Thursday, August 7, 2008

>Louise Glück's "Before The Storm"

>“Before The Storm,” The New Yorker, 8.4.08

“Before The Storm” is a consistent Glück poem: the tone is subdued, almost flat; the diction is sharp but simple; and, the sentiment is forebodingly dangerous. What makes it different than much of her other—really of her earlier—work is that the “I” and “you” often so terribly present is more or less absent here; in fact, the speaker remains anonymous, though clearly she’s intimately knowledgeable of the scene. The “you” remains equally anonymous. As a consequence, “Before the Storm” works on a much less personal level than many of Glück’s other poems. Her distanced observer, however, makes the poem no less intimate.

The story, here, is that a big storm is coming, something on par with a hurricane, and that it will last “perhaps ten hours all together” after which “the world as it was cannot return.” We have myriad signs that the storm is approaching, that it will be devastating—the world will be changed, we can sense the tempest from a distance, which suggests its magnitude—but we do nothing to heed the signs. Or, perhaps we notice the signs, but they reach beyond the fail-safe point: nothing can be done except weather (pardon me) the weather.

The storm in the poem remains vague enough to become a stand-in for many, many other things, and with my environmental leanings, it’s difficult for me not to read the poem in the chic fashion of the Green Movement. The first line stages a typical (dare I say American?) perspective, complete with a near total lack of foresight: “Rain tomorrow, but tonight the sky is clear, the stars shine.” Well, whoop-dee-do! As long as the world is right, as long as the Heavens shine brightly on we believers, then little harm can come to any of us. But, as the poem continues in lines two and three, “Still, the rain’s coming, / maybe enough to drown the seeds.” Lack of foresight or not, we’re in for a long night. As with much of the poem, these line are tonally honest and brutally straightforward, even boring in their way, which heightens the drama of the conflict without becoming melodramatic or waxing poetic. There’s a definite schism between content and tone, and the result, for me, is fear.

——————————

WORK TO COMPLETE
a - According to the review of "Before The Storm," which magazine published the poem?
b - List every passage from the poem's lines that the review of "Before The Storm" quotes. Leave out the title.
c - In the review of "Before The Storm," reproduce everything from "The story, here, is" down to "me) the weather." word for word.
The listing has no role in any of these tasks.

——————————

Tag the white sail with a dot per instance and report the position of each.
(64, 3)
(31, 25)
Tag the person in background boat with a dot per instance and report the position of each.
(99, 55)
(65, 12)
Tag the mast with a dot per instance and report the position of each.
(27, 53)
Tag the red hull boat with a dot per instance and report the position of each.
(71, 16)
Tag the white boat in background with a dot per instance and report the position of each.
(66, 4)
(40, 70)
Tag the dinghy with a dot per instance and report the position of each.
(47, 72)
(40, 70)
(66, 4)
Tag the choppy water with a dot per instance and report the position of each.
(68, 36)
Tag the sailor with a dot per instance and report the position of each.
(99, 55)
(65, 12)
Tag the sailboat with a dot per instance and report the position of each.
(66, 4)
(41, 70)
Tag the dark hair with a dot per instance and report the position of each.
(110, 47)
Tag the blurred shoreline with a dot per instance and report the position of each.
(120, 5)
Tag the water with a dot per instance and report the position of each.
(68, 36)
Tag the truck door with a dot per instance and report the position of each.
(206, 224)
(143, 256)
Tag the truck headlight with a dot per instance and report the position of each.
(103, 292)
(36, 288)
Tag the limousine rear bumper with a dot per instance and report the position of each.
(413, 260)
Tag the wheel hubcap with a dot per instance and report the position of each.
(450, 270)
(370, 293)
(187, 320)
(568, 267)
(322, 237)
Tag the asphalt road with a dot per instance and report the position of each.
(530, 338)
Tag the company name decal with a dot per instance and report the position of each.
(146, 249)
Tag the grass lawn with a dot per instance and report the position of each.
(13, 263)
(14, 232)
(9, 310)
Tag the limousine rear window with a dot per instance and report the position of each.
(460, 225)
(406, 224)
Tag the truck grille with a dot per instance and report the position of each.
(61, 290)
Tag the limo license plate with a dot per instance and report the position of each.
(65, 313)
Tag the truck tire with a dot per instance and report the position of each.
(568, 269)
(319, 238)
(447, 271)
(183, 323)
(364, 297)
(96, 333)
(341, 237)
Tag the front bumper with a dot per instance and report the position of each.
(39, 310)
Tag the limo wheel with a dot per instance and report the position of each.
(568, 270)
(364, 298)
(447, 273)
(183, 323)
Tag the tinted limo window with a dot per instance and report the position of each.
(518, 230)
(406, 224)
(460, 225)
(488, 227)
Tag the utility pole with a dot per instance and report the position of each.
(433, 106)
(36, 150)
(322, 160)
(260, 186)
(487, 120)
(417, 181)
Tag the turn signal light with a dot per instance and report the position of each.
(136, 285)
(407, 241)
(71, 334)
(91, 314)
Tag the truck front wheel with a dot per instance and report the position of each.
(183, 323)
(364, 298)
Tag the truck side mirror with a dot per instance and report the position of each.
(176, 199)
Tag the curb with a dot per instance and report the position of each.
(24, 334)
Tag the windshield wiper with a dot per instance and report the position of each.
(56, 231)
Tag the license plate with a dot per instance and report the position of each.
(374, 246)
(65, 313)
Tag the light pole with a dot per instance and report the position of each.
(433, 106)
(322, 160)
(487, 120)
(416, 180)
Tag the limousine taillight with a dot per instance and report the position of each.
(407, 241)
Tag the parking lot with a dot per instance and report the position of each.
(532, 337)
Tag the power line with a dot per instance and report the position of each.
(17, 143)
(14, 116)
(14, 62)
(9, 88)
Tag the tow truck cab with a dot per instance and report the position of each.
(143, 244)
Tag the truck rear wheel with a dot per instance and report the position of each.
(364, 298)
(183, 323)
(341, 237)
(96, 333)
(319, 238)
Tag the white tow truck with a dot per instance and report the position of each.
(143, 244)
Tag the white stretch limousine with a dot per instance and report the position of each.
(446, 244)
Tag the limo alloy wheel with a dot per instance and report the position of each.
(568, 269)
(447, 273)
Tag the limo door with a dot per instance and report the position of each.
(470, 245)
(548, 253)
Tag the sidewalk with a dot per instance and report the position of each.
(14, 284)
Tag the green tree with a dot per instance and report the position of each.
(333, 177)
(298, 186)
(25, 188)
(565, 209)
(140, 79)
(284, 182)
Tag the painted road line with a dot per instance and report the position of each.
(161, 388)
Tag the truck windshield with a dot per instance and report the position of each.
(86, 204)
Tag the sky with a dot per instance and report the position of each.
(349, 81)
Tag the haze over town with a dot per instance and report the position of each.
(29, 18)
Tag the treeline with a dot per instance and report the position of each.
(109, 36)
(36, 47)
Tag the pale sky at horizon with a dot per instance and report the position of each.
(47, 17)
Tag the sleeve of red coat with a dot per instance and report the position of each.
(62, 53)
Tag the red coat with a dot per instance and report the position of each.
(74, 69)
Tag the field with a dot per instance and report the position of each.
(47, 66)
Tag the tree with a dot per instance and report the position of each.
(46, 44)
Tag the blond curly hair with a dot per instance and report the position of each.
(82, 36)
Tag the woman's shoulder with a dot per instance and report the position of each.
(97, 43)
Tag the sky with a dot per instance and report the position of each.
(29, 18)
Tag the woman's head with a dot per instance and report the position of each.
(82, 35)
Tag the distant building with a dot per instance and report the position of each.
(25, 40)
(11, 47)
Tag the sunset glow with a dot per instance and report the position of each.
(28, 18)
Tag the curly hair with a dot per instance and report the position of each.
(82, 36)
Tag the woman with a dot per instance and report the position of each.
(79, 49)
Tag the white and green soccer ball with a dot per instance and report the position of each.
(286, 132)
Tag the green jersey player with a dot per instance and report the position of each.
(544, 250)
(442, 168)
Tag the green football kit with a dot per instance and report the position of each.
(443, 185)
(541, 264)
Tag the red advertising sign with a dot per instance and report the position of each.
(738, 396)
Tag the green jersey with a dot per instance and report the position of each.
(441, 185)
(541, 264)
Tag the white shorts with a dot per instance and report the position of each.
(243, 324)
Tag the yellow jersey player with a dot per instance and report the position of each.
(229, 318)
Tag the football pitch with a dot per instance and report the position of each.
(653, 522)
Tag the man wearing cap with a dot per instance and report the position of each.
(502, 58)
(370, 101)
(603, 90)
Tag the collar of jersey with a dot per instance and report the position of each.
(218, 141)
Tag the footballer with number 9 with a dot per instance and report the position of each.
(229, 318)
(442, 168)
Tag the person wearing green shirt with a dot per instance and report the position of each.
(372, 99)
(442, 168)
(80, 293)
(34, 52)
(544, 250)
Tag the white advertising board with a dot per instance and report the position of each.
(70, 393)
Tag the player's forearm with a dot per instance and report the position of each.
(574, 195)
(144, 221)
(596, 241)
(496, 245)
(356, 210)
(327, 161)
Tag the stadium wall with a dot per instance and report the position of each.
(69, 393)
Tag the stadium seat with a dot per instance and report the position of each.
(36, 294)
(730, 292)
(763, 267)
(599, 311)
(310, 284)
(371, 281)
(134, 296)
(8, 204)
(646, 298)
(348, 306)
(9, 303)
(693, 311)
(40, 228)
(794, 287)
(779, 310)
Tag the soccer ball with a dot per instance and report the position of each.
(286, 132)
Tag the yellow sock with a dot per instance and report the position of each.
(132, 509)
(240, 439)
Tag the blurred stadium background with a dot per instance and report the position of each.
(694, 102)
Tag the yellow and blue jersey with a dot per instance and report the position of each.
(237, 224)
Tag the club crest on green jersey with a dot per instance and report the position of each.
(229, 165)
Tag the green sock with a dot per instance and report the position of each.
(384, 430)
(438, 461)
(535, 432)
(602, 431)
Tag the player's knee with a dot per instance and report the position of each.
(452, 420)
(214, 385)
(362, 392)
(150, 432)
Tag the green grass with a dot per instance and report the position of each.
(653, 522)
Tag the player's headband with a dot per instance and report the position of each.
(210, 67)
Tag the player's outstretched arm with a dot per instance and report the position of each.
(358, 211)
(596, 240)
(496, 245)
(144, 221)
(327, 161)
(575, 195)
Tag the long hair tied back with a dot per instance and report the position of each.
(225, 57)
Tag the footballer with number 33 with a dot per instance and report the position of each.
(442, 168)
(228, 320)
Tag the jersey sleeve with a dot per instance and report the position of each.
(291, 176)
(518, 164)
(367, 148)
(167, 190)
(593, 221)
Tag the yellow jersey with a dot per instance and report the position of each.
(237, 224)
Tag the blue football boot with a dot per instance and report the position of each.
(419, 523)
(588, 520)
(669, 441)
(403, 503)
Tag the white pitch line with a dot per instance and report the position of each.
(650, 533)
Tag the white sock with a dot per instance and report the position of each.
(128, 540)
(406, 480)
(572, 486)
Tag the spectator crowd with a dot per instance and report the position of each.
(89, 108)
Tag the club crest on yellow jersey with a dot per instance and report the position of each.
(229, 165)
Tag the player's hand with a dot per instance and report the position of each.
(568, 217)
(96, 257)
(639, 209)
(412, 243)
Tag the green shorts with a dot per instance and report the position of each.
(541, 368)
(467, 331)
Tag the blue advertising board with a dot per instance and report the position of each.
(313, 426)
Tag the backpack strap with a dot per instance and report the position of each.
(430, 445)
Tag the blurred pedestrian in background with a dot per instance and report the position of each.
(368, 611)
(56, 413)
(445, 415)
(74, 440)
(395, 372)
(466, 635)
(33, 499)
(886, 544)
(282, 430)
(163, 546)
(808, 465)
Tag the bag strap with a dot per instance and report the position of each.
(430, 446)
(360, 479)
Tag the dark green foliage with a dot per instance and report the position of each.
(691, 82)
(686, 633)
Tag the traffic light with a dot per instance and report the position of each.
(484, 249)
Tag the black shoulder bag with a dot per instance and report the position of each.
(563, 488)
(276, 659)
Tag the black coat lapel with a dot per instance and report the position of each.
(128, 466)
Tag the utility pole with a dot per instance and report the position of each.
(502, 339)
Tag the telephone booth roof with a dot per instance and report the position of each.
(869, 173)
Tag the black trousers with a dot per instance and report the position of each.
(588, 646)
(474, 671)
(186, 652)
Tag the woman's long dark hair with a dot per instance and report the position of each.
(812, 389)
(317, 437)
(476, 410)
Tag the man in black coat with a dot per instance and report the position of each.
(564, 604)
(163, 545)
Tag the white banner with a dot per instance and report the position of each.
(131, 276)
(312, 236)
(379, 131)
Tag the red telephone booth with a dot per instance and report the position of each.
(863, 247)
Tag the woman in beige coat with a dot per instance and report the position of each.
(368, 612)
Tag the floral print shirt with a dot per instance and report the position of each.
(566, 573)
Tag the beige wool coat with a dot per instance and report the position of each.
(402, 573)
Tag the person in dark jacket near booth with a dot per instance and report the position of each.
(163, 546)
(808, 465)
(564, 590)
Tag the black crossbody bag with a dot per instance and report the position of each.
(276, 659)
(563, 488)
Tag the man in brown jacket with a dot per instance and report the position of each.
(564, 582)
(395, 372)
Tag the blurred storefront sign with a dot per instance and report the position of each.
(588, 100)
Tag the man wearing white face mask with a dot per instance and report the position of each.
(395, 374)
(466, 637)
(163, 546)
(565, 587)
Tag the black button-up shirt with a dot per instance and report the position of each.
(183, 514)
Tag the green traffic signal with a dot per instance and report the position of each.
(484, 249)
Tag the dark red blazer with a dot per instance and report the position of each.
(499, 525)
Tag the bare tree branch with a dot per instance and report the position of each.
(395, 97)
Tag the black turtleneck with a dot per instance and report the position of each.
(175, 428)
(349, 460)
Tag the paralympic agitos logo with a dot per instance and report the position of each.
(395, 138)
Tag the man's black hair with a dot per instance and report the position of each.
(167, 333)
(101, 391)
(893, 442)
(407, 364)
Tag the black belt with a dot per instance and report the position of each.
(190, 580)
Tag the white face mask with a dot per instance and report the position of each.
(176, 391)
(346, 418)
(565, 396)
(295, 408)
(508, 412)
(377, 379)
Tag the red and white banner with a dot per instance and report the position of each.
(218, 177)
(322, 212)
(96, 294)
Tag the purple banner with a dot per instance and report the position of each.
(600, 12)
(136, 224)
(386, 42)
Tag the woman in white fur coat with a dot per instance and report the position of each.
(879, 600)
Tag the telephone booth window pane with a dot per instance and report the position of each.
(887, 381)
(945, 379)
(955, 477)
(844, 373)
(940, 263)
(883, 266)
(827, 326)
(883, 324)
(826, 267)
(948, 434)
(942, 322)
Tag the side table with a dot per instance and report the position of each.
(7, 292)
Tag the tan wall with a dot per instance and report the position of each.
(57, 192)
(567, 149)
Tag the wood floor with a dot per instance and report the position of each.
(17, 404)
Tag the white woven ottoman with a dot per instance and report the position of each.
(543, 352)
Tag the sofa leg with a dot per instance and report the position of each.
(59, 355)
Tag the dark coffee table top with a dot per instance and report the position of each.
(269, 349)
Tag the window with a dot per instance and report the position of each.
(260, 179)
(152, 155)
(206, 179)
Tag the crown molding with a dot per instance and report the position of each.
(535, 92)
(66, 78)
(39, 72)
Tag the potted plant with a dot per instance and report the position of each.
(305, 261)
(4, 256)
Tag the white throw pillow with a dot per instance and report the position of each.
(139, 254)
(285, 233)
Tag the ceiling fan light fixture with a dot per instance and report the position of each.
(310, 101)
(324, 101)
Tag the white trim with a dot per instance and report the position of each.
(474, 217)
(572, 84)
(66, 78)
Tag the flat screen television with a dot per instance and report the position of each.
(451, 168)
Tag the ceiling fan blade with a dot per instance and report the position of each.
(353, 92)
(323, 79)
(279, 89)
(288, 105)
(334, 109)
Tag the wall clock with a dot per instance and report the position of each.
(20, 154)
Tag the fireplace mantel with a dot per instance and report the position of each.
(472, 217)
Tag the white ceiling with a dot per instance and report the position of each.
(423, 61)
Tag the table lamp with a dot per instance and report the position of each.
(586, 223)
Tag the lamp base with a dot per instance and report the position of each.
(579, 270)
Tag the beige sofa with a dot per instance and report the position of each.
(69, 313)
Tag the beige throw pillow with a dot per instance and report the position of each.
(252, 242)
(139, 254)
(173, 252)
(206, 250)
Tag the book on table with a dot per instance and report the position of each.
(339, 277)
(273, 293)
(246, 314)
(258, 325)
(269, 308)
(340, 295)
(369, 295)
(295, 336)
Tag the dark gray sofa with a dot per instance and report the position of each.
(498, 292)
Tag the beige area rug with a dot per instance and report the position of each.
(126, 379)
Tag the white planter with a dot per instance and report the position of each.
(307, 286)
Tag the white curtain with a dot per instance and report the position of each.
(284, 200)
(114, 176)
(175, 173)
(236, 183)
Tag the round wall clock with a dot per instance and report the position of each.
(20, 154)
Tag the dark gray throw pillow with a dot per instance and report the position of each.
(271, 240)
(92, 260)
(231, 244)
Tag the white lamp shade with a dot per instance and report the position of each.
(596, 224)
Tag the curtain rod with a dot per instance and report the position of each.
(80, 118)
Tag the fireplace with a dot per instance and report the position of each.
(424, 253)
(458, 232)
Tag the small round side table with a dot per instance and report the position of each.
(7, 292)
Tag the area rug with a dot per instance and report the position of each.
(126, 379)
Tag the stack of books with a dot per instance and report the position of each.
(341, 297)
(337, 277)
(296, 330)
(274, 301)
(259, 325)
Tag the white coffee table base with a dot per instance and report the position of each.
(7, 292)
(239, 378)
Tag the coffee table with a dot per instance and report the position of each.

——————————

ANSWERS TO THE EXERCISES
a - The New Yorker

b -
- “perhaps ten hours all together”
- “the world as it was cannot return.”
- “Rain tomorrow, but tonight the sky is clear, the stars shine.”
- “Still, the rain’s coming, / maybe enough to drown the seeds.”

c -
The story, here, is that a big storm is coming, something on par with a hurricane, and that it will last “perhaps ten hours all together” after which “the world as it was cannot return.” We have myriad signs that the storm is approaching, that it will be devastating—the world will be changed, we can sense the tempest from a distance, which suggests its magnitude—but we do nothing to heed the signs. Or, perhaps we notice the signs, but they reach beyond the fail-safe point: nothing can be done except weather (pardon me) the weather.